Dataset items
________
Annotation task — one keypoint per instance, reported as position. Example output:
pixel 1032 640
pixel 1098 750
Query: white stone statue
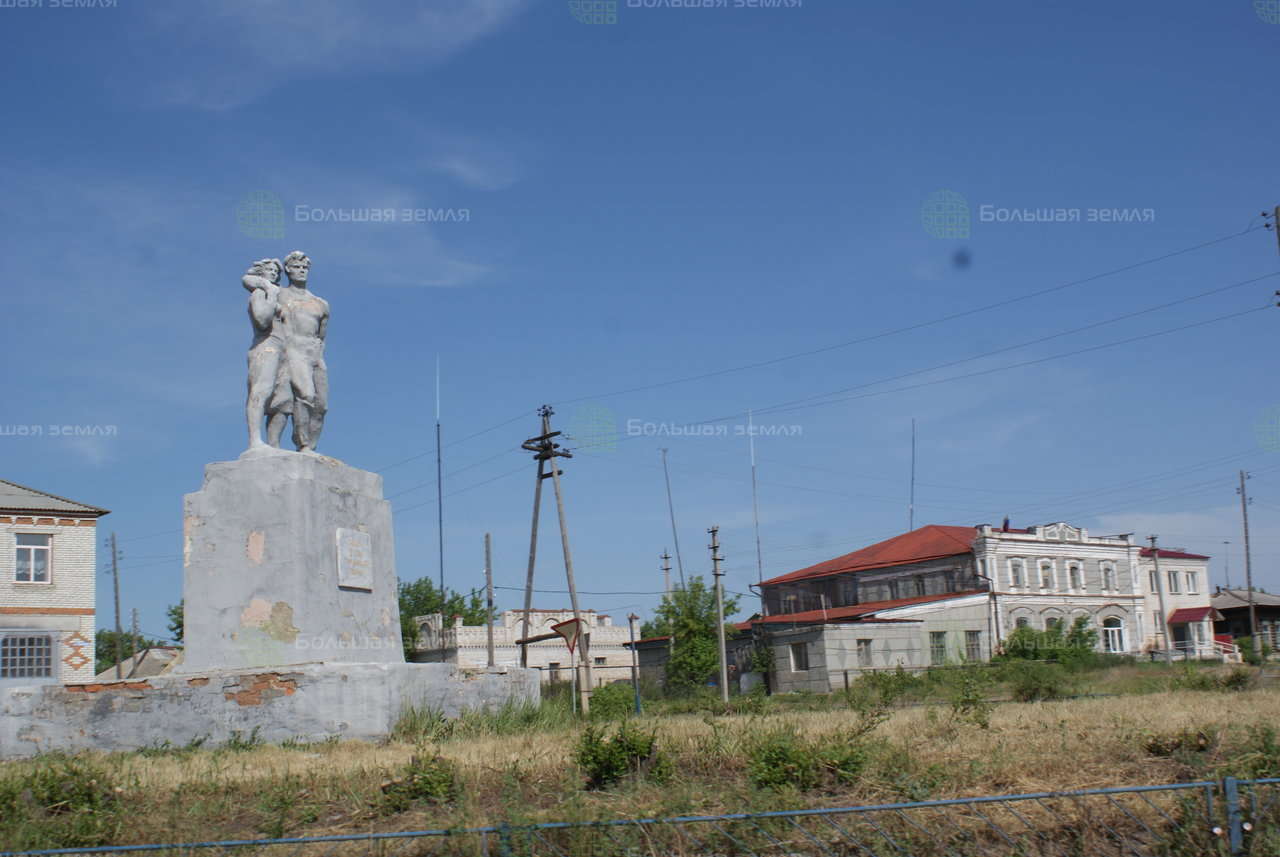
pixel 287 374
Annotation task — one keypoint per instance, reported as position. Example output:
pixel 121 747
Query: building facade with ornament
pixel 48 587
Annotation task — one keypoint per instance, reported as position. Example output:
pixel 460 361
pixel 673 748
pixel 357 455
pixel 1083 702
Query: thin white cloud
pixel 219 55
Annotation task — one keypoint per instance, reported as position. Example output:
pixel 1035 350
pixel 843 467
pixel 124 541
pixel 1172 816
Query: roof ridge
pixel 54 496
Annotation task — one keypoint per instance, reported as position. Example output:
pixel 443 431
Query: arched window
pixel 1046 574
pixel 1112 635
pixel 1016 573
pixel 1074 577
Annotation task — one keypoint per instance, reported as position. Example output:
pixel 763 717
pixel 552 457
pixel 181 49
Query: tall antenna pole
pixel 535 447
pixel 488 589
pixel 671 509
pixel 720 612
pixel 1226 562
pixel 439 479
pixel 910 505
pixel 755 504
pixel 1248 567
pixel 115 582
pixel 1160 592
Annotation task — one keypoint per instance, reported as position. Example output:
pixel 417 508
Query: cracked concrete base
pixel 306 702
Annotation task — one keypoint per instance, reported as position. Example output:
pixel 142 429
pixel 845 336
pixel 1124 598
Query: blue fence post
pixel 1234 823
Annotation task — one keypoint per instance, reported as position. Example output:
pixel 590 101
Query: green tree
pixel 104 647
pixel 421 597
pixel 174 613
pixel 689 617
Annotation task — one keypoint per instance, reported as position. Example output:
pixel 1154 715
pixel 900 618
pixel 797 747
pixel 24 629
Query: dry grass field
pixel 521 770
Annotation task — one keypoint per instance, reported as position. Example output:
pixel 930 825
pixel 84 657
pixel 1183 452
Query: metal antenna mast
pixel 671 511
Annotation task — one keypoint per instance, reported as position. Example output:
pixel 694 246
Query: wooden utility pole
pixel 115 583
pixel 635 660
pixel 1248 567
pixel 137 640
pixel 720 612
pixel 1164 613
pixel 439 480
pixel 488 587
pixel 671 511
pixel 547 450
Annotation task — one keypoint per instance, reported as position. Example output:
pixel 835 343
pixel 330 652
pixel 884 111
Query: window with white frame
pixel 1112 635
pixel 32 563
pixel 864 652
pixel 1074 577
pixel 937 647
pixel 1046 574
pixel 799 658
pixel 26 655
pixel 973 645
pixel 1016 573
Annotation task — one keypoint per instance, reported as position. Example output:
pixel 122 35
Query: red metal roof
pixel 932 541
pixel 1173 554
pixel 1189 614
pixel 858 610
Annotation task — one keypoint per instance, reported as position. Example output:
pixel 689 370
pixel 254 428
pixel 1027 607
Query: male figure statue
pixel 302 317
pixel 265 354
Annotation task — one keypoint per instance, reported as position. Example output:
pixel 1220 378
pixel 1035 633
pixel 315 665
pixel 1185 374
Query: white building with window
pixel 1183 580
pixel 46 587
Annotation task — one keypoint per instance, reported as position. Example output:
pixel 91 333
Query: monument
pixel 291 609
pixel 288 555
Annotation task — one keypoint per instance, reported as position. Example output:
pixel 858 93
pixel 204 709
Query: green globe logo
pixel 1267 430
pixel 945 214
pixel 594 12
pixel 593 429
pixel 260 215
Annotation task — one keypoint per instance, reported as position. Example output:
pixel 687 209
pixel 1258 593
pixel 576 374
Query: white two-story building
pixel 48 573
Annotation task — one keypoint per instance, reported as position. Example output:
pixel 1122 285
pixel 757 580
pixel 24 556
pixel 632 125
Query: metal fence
pixel 1232 817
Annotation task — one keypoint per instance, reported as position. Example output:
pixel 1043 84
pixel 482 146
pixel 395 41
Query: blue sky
pixel 658 198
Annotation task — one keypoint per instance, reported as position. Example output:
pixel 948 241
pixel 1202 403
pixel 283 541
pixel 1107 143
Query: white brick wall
pixel 65 604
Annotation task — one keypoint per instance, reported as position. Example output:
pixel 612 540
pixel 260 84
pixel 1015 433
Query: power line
pixel 914 326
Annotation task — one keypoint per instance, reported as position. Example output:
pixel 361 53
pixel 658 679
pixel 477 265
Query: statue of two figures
pixel 287 375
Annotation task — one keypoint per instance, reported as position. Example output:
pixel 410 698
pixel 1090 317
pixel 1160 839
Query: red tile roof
pixel 1173 554
pixel 932 541
pixel 1191 614
pixel 855 612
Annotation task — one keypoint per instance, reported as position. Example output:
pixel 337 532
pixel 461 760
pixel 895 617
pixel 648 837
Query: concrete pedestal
pixel 289 559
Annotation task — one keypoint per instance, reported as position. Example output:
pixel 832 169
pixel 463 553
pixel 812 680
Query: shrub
pixel 426 778
pixel 64 802
pixel 1029 682
pixel 613 701
pixel 778 759
pixel 630 751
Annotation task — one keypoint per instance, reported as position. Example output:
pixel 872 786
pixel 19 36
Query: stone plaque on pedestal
pixel 289 559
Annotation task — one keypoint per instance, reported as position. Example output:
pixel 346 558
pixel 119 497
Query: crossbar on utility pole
pixel 720 612
pixel 1160 592
pixel 547 450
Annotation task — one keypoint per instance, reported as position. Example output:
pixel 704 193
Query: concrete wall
pixel 307 702
pixel 63 606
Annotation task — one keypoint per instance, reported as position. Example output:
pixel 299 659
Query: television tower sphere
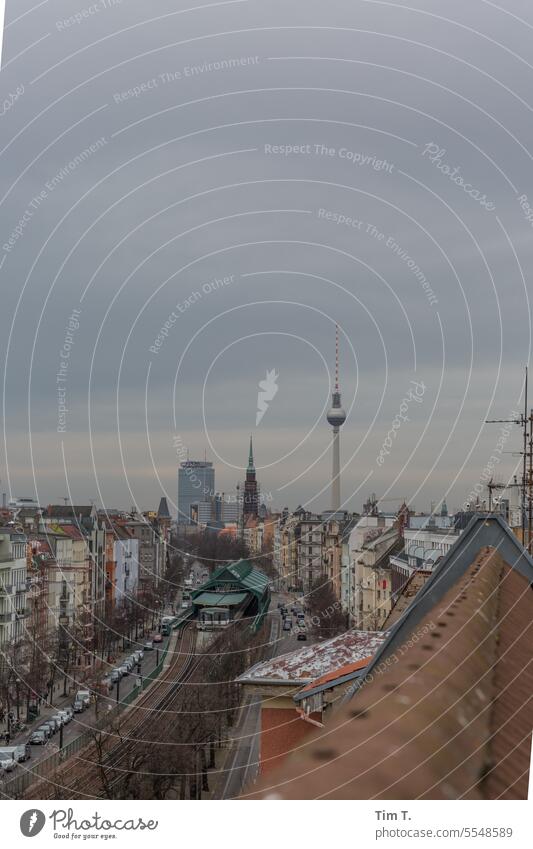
pixel 336 415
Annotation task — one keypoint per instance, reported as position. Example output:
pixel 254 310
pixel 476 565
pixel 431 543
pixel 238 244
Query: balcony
pixel 6 618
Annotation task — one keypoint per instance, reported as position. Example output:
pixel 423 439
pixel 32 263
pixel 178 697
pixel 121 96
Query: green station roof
pixel 220 599
pixel 229 585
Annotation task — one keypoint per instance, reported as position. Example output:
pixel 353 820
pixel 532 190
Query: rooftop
pixel 445 710
pixel 306 665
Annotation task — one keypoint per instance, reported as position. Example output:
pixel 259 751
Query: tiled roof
pixel 330 679
pixel 67 530
pixel 62 511
pixel 312 662
pixel 446 709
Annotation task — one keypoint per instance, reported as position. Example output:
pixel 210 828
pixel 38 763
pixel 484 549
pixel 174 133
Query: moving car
pixel 66 714
pixel 7 763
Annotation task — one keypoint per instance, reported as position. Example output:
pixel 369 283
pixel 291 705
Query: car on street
pixel 66 715
pixel 84 696
pixel 20 753
pixel 8 763
pixel 38 738
pixel 46 730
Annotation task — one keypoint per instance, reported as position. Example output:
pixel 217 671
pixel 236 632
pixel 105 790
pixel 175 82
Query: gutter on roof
pixel 277 681
pixel 483 531
pixel 302 714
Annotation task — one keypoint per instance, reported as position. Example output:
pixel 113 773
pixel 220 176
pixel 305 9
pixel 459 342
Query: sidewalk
pixel 88 717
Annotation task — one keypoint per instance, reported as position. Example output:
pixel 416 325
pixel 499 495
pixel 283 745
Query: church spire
pixel 251 466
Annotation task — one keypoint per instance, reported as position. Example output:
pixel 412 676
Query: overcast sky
pixel 244 175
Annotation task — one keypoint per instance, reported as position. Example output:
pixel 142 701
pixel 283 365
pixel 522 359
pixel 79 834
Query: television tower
pixel 336 417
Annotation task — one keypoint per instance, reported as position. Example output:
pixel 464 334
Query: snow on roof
pixel 307 664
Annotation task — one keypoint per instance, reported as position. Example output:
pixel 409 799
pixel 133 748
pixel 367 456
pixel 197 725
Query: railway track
pixel 92 773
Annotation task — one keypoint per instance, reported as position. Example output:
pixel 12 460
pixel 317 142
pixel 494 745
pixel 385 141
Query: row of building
pixel 369 559
pixel 70 568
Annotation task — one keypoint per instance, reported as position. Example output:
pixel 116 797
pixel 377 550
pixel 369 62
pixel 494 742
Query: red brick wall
pixel 281 731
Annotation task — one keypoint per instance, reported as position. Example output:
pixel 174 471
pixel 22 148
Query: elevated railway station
pixel 234 591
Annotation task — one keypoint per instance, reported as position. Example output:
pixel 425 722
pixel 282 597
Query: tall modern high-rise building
pixel 251 490
pixel 196 484
pixel 336 418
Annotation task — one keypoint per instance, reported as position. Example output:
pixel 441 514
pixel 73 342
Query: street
pixel 85 721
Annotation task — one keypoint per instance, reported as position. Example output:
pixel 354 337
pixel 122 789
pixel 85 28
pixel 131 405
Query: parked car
pixel 84 696
pixel 8 763
pixel 66 715
pixel 38 738
pixel 20 753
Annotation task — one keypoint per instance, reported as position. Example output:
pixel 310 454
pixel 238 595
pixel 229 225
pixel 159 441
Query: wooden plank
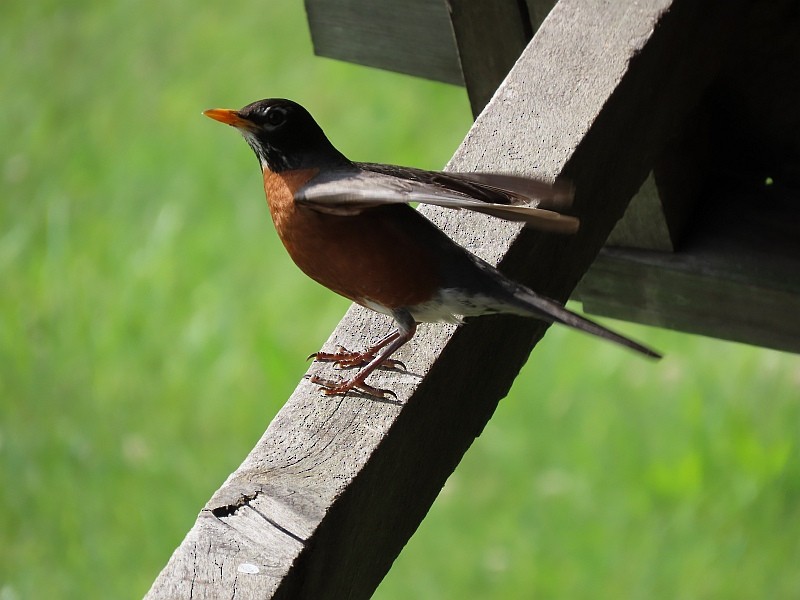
pixel 413 36
pixel 735 276
pixel 336 486
pixel 490 35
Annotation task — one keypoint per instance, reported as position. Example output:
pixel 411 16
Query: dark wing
pixel 349 191
pixel 495 188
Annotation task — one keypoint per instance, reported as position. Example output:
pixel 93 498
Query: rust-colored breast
pixel 369 257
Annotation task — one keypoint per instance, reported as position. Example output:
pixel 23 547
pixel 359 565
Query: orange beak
pixel 229 117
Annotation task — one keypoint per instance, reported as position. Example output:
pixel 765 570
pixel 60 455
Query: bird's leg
pixel 380 354
pixel 345 359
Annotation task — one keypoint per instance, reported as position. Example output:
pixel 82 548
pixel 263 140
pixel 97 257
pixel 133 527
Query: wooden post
pixel 336 486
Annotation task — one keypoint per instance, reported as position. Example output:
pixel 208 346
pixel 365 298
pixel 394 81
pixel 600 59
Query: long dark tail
pixel 549 310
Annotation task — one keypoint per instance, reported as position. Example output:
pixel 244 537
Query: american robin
pixel 349 226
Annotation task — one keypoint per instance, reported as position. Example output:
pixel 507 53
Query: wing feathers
pixel 349 192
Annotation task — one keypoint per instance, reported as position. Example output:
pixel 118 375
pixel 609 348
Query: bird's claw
pixel 346 359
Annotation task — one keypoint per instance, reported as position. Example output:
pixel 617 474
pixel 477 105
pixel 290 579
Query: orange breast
pixel 369 257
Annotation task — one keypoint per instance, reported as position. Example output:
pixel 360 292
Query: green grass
pixel 151 325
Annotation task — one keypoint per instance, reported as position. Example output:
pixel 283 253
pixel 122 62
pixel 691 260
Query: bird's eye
pixel 275 116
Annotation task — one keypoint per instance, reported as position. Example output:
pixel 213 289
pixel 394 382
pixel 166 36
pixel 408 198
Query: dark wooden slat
pixel 413 36
pixel 734 277
pixel 490 35
pixel 336 486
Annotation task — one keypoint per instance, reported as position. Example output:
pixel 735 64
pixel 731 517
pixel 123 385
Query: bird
pixel 350 226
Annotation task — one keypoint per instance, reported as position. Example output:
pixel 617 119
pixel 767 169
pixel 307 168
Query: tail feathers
pixel 550 310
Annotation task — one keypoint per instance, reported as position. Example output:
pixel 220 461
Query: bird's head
pixel 282 133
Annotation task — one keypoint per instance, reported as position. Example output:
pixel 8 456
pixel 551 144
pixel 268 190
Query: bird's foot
pixel 342 388
pixel 345 359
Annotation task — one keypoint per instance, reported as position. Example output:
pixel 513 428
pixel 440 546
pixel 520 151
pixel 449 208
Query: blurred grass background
pixel 151 325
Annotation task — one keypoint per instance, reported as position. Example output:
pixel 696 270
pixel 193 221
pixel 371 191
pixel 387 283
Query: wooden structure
pixel 611 95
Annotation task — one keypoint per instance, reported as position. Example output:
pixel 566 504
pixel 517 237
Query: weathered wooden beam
pixel 336 486
pixel 734 271
pixel 490 35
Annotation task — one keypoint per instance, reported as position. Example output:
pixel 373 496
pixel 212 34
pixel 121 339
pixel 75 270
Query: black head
pixel 282 134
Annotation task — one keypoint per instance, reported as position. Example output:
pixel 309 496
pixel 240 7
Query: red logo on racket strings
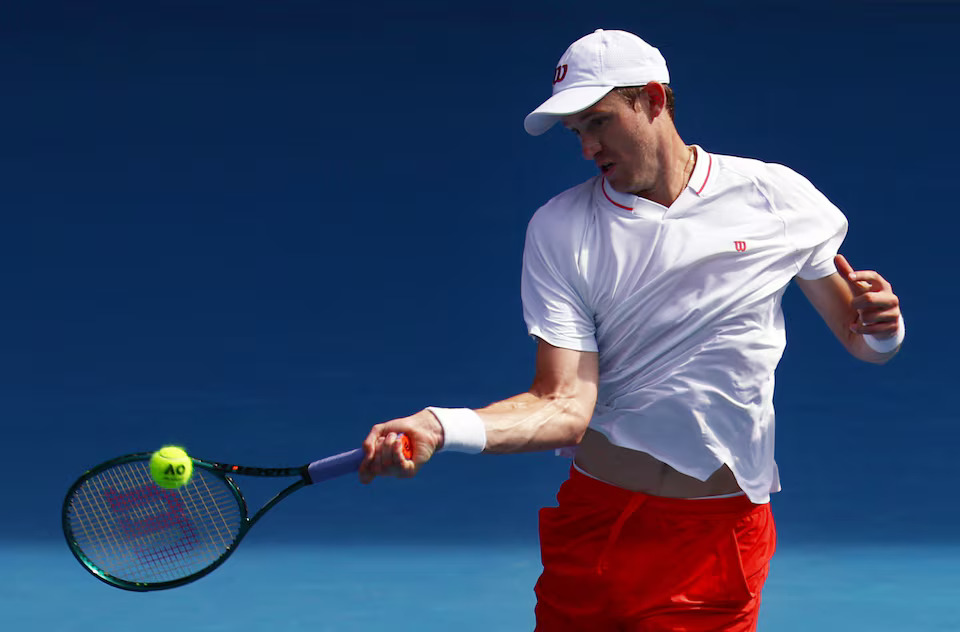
________
Reproduce, without alteration and without pictures, only those lines that lie between the first line of the entries above and the line containing "pixel 24 629", both of them included.

Answer space:
Annotation task — one keypoint per instance, reported as position. Example output:
pixel 1032 640
pixel 1098 750
Query: white stone statue
pixel 287 374
Annotation task — one keypoint per instance, reported as position. Example output:
pixel 121 747
Query: building facade with ornament
pixel 48 587
Annotation task — one keypoint per instance, reported as position. Example output:
pixel 460 361
pixel 673 748
pixel 357 455
pixel 1083 702
Query: thin white cloud
pixel 219 55
Annotation task — one keypoint per instance, reported as position. Example output:
pixel 1035 350
pixel 843 467
pixel 124 541
pixel 1172 816
Query: roof ridge
pixel 54 496
Annotation task — one keypoint per instance, reported as position. Example output:
pixel 443 431
Query: arched window
pixel 1046 574
pixel 1112 635
pixel 1016 573
pixel 1074 577
Annotation task — one keypoint per instance, reported as position. Example output:
pixel 763 717
pixel 552 457
pixel 181 49
Query: tall antenna pole
pixel 535 447
pixel 488 589
pixel 671 509
pixel 720 612
pixel 1226 562
pixel 439 479
pixel 910 505
pixel 755 504
pixel 1248 567
pixel 115 582
pixel 1160 592
Annotation task — one keypoint per instance, reported as position. Example output:
pixel 417 508
Query: cracked concrete base
pixel 306 702
Annotation task — one keypoint per instance, reported as position. Example output:
pixel 142 429
pixel 845 336
pixel 1124 598
Query: blue fence post
pixel 1234 823
Annotation task — one keypoint per instance, reported as position. Example output:
pixel 590 101
Query: green tree
pixel 104 647
pixel 421 597
pixel 174 613
pixel 689 617
Annotation task — one keypoint per instance, reported as position. Example output:
pixel 1154 715
pixel 900 618
pixel 797 747
pixel 24 629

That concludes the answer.